* [WHAT NEEDS TO BE DONE]:
Go through the material and write it all out exactly, minus the pictures.

* [RECORDS FOR THIS EXERCISE]:

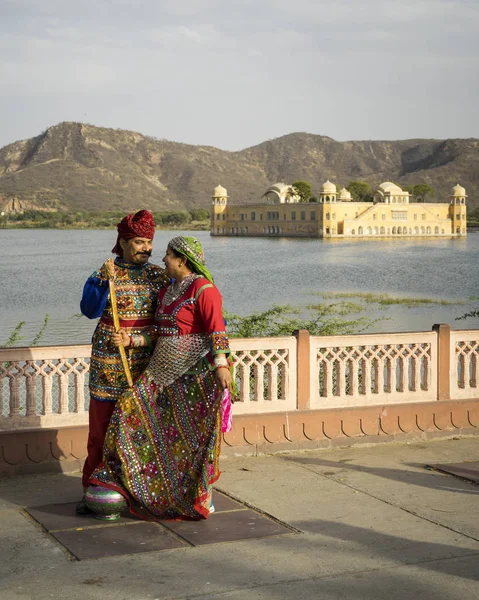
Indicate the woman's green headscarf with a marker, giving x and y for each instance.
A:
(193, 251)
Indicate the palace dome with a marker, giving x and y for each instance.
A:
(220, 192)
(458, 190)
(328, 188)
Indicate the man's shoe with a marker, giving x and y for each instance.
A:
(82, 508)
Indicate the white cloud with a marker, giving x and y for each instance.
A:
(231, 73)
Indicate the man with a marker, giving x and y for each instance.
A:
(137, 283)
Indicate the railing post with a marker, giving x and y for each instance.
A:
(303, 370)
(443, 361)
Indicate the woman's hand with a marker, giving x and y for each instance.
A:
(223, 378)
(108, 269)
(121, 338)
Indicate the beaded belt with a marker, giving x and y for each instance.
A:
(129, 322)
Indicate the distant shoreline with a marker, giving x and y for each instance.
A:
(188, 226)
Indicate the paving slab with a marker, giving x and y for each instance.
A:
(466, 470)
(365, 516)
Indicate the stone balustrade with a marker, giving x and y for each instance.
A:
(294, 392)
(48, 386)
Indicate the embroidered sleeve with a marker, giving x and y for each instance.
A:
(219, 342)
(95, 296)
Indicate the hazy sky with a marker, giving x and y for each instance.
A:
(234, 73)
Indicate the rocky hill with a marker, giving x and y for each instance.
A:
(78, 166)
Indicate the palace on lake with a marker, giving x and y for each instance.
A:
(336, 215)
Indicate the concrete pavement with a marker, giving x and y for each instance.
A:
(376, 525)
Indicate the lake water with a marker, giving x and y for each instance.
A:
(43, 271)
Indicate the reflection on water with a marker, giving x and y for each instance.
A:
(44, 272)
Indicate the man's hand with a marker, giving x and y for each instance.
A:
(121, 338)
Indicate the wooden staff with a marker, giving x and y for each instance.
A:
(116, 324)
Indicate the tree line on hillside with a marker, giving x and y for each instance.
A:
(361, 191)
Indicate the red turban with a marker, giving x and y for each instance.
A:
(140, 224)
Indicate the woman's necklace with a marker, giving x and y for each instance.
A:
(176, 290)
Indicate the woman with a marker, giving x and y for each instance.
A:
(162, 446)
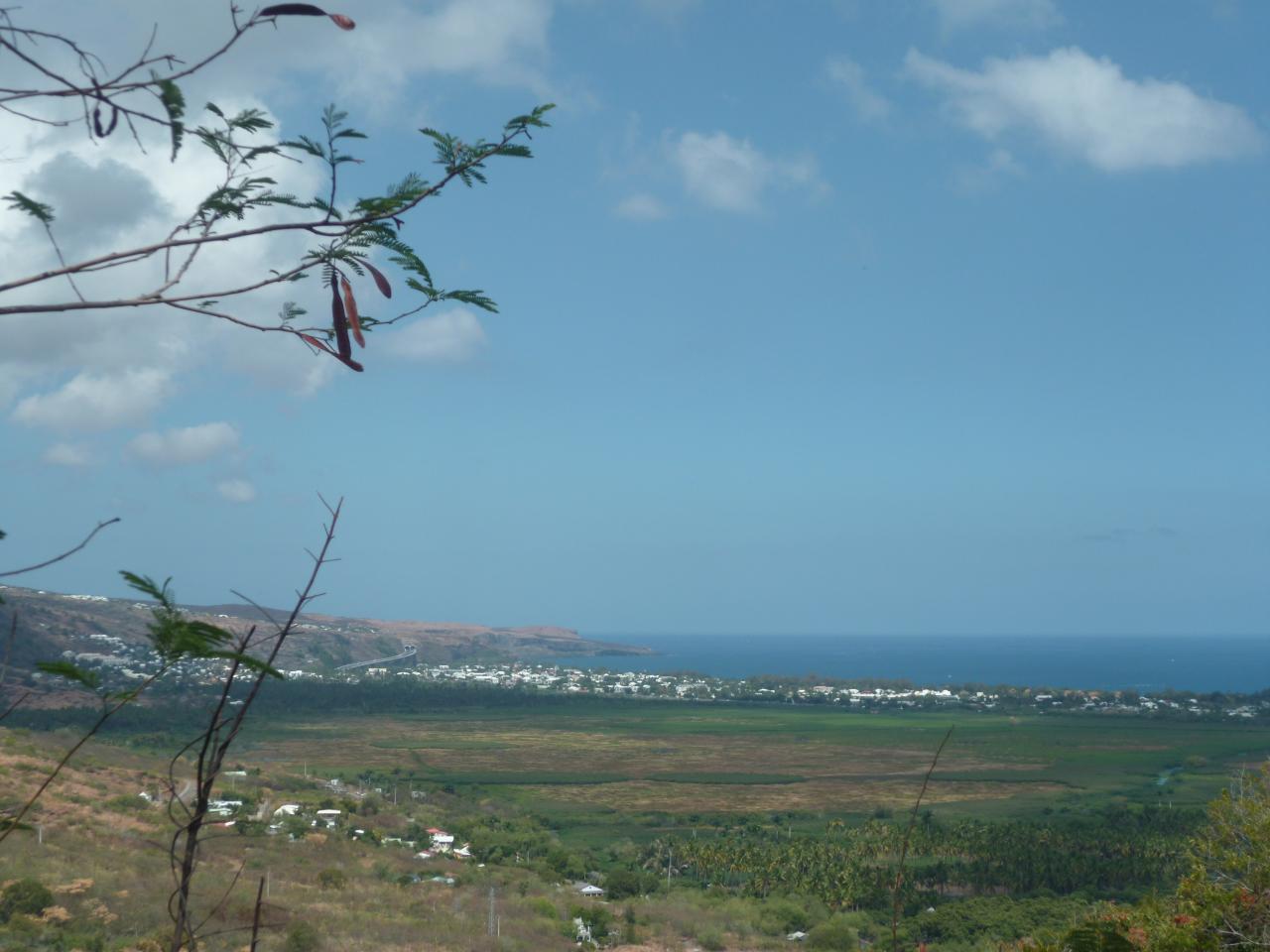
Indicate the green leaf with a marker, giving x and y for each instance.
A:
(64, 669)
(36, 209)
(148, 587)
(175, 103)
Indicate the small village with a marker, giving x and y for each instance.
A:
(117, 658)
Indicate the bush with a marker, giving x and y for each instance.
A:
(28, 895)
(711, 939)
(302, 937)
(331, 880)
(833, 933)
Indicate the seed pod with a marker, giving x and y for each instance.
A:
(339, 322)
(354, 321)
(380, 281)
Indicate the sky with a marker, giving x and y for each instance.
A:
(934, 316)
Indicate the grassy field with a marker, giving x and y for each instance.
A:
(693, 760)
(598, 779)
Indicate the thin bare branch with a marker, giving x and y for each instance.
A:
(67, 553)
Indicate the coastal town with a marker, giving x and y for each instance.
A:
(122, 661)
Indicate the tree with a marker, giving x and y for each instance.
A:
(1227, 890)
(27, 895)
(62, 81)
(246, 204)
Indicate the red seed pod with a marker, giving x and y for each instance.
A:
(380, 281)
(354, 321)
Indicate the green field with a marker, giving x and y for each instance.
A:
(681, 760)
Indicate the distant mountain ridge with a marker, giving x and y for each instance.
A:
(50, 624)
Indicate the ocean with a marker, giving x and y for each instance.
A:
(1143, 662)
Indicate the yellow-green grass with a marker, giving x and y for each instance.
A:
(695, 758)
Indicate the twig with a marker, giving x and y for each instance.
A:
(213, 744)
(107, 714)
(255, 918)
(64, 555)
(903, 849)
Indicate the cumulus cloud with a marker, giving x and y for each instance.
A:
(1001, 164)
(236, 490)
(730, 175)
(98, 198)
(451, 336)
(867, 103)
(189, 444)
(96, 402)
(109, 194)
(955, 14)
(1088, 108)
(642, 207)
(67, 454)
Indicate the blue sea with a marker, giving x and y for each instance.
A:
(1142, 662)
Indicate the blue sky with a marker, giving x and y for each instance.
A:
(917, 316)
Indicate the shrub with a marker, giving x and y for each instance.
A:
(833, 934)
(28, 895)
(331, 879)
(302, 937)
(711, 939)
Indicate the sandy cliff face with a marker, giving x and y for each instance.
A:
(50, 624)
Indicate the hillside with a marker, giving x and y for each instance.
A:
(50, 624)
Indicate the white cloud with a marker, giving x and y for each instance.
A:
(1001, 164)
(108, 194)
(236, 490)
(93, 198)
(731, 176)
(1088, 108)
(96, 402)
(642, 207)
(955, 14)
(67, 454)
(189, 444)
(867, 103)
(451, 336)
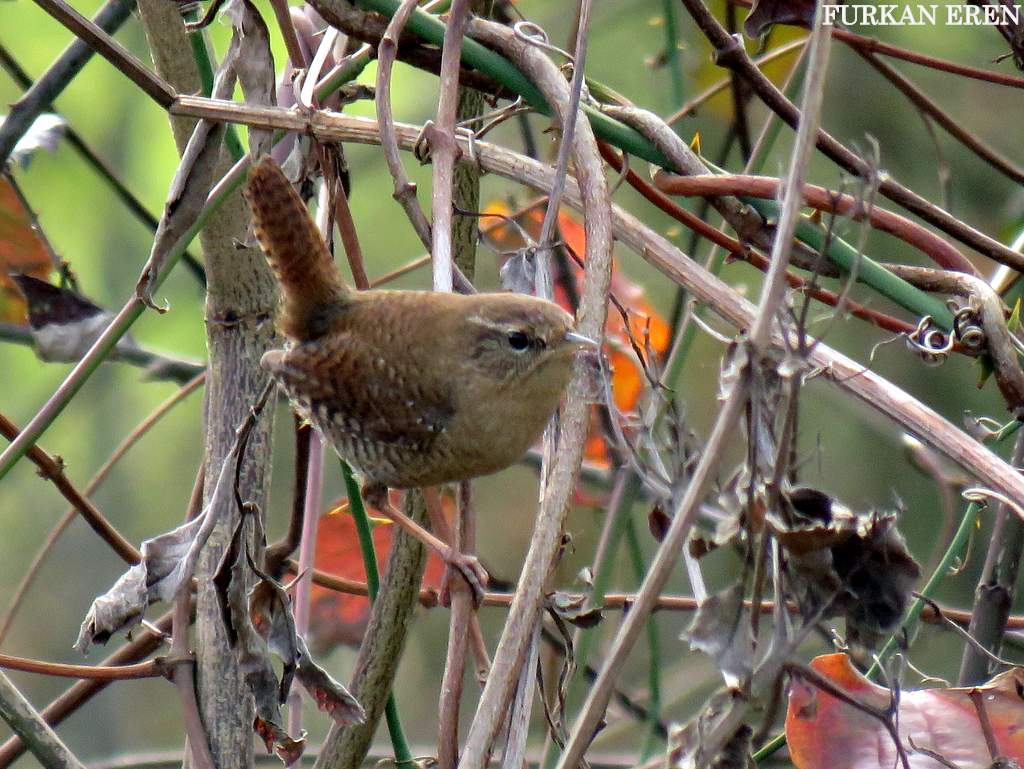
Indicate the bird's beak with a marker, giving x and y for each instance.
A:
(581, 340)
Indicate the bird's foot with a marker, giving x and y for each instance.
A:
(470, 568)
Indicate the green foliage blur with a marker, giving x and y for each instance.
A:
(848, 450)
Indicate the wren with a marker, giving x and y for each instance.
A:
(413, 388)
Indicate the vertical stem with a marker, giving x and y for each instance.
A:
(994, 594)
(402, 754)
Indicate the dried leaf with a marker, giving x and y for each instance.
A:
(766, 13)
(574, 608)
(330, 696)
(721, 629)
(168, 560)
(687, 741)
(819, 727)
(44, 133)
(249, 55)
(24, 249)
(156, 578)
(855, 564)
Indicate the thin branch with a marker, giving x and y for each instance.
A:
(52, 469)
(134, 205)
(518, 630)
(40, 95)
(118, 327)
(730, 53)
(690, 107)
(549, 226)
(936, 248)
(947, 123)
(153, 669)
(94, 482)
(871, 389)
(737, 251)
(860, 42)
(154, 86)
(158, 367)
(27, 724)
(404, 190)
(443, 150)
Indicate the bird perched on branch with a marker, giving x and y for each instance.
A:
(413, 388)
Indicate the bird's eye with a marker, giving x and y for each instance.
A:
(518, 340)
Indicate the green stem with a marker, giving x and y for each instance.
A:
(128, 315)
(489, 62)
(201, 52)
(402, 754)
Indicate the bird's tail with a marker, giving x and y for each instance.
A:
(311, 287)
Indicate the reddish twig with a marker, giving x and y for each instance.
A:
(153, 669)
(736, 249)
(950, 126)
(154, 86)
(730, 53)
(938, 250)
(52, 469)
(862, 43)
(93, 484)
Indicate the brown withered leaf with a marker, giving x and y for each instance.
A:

* [OUTPUT FOR THIS TASK]:
Indicate the woman's green headscarf with a marker, giving x and y for each instance.
A:
(193, 251)
Indicate the palace dome with a marker, giving x and y for each instance.
A:
(220, 192)
(458, 190)
(328, 188)
Indicate the man's shoe with a marker, giving x and y for each instance.
A:
(82, 508)
Indicate the white cloud with a marker, giving x and y for each instance.
A:
(231, 73)
Indicate the man with a marker, giving x and y for each instance.
A:
(137, 283)
Indicate the railing post with a marker, giving x and y for each instance.
A:
(303, 370)
(443, 361)
Indicate the woman's hand with a marker, giving x and y for each instance.
A:
(223, 378)
(108, 269)
(121, 338)
Indicate the beaded belt with a marker, giving x and y for each instance.
A:
(129, 322)
Indicate the distant shoreline with a marker, giving x and y for each instance.
A:
(188, 226)
Indicate the paving slab with a marker, giving x and y for each instance.
A:
(466, 470)
(365, 516)
Indicate the stone balustrade with a marker, giving x and y for each instance.
A:
(294, 392)
(48, 386)
Indicate the embroidered sleeve with a marker, giving x and y for each instance.
A:
(219, 342)
(95, 296)
Indicate the hazy sky with a marker, giving x and y for each instance.
A:
(234, 73)
Indicate the rocky hill with a marker, giving x and y for each instance.
A:
(78, 166)
Indicate the palace on lake with a marker, giving x and y for each instance.
A:
(336, 215)
Indicate the concrete pavement with a marker, giving x and y for each instance.
A:
(376, 525)
Indicate the lake water with a marker, giving x and y for each instance.
A:
(43, 271)
Indicate the reflection on water with a marker, giving x and y for each instance.
A:
(44, 272)
Indicate the man's hand with a marker, giving x and y for each instance.
A:
(121, 338)
Indicate the wooden staff with a marker, giving x and y for each instance.
A:
(116, 324)
Indicate the tree line on hillside with a marker, giving x and y for each instance.
A:
(361, 191)
Indicate the red turban with a marker, giving x and y for each instance.
A:
(140, 224)
Indicate the woman's necklace with a marker, giving x and y for each instance.
A:
(176, 290)
Indicate the woman with a marker, giving x and y for each instance.
A:
(162, 446)
Indicate the green leaf with a marker, giving x and y for each instance.
A:
(64, 669)
(36, 209)
(148, 587)
(175, 103)
Indicate the small village with a marker, giving x and y for each instance.
A:
(117, 658)
Indicate the bush with a marker, giving x and y for each instance.
A:
(28, 895)
(711, 939)
(302, 937)
(331, 880)
(833, 933)
Indicate the seed pod with a marker, giving x and y for each instance.
A:
(339, 322)
(354, 321)
(380, 281)
Indicate the sky with a marker, giving x and y for each instance.
A:
(934, 316)
Indicate the grassy field with a marker, giving x and y for each instance.
A:
(693, 760)
(598, 779)
Indicate the thin bare branch with a marker, giving x and y for each instance.
A:
(67, 553)
Indicate the coastal town with a marker, giving x and y for each instance.
A:
(122, 661)
Indicate the tree with a marker, giving x and y for each instance.
A:
(1227, 890)
(27, 895)
(62, 81)
(246, 204)
Indicate the red seed pod with a marker, giving x and y for each instance.
A:
(380, 281)
(354, 321)
Indicate the green field with a marker, giving x and y for each instance.
A:
(681, 760)
Indicate the distant mountain ridge with a marker, giving x and y for each instance.
A:
(50, 624)
Indicate the ocean with a marker, giving x and y for each instance.
A:
(1143, 662)
Indicate the yellow-green grass with a marker, giving x and y for each instance.
A:
(695, 758)
Indicate the twig with a marker, giving x and y for each instance.
A:
(213, 744)
(107, 714)
(255, 918)
(64, 555)
(903, 849)
Indicate the cumulus cloud with a marker, giving x and y for each instance.
A:
(1001, 164)
(236, 490)
(730, 175)
(98, 198)
(451, 336)
(867, 103)
(189, 444)
(96, 402)
(109, 194)
(955, 14)
(1088, 108)
(642, 207)
(67, 454)
Indicate the blue sea with a marker, giving x and y for each instance.
A:
(1142, 662)
Indicate the blue sky with a marker, giving x and y for each instance.
A:
(917, 316)
Indicate the shrub with a marker, giving x and y for each instance.
A:
(833, 934)
(28, 895)
(331, 879)
(302, 937)
(711, 939)
Indicate the sandy cliff face with a marker, giving x and y for each instance.
A:
(50, 624)
Indicate the hillside with a marker, giving x and y for each instance.
A:
(50, 624)
Indicate the white cloud with a marker, giving x and y for each instance.
A:
(1001, 164)
(108, 194)
(236, 490)
(93, 198)
(731, 176)
(1088, 108)
(96, 402)
(642, 207)
(955, 14)
(67, 454)
(189, 444)
(867, 103)
(451, 336)
Indicate the bird's beak with a marker, giving x and y for each instance.
A:
(581, 340)
Indicate the bird's foot with a marker, giving x and y for each instance.
A:
(470, 568)
Indicate the green foliage blur with a marker, giving x and y for each instance.
A:
(848, 450)
Indicate the wren with a marker, giving x and y for each instance.
A:
(413, 388)
Indicate the vertical stem with a marker, giving x and y for each instance.
A:
(994, 594)
(402, 754)
Indicate the dried leaf with a marker, giving x and y for each instance.
A:
(766, 13)
(574, 608)
(330, 696)
(721, 629)
(168, 560)
(687, 741)
(819, 727)
(44, 133)
(249, 55)
(24, 249)
(156, 578)
(855, 564)
Indicate the thin branch with a marker, giving x and y for each instance.
A:
(52, 469)
(134, 205)
(518, 630)
(40, 95)
(118, 327)
(730, 53)
(690, 107)
(549, 226)
(936, 248)
(947, 123)
(153, 669)
(94, 482)
(871, 389)
(737, 251)
(860, 42)
(154, 86)
(158, 367)
(27, 724)
(404, 190)
(443, 150)
Indicate the bird perched on branch with a marker, giving x and y for each instance.
A:
(413, 388)
Indicate the bird's eye with a marker, giving x and y for each instance.
A:
(518, 340)
Indicate the green stem with a marker, giving x and y for each instance.
A:
(128, 315)
(489, 62)
(201, 52)
(402, 754)
Indicate the bird's tail with a marker, giving x and y for each instance.
A:
(311, 287)
Indicate the reddish twig with a marker, giving x and y for each instance.
A:
(153, 669)
(736, 249)
(950, 126)
(154, 86)
(730, 53)
(938, 250)
(52, 469)
(862, 43)
(93, 484)
Indicate the brown withered leaf with a marker, giving x and y for each instance.
A:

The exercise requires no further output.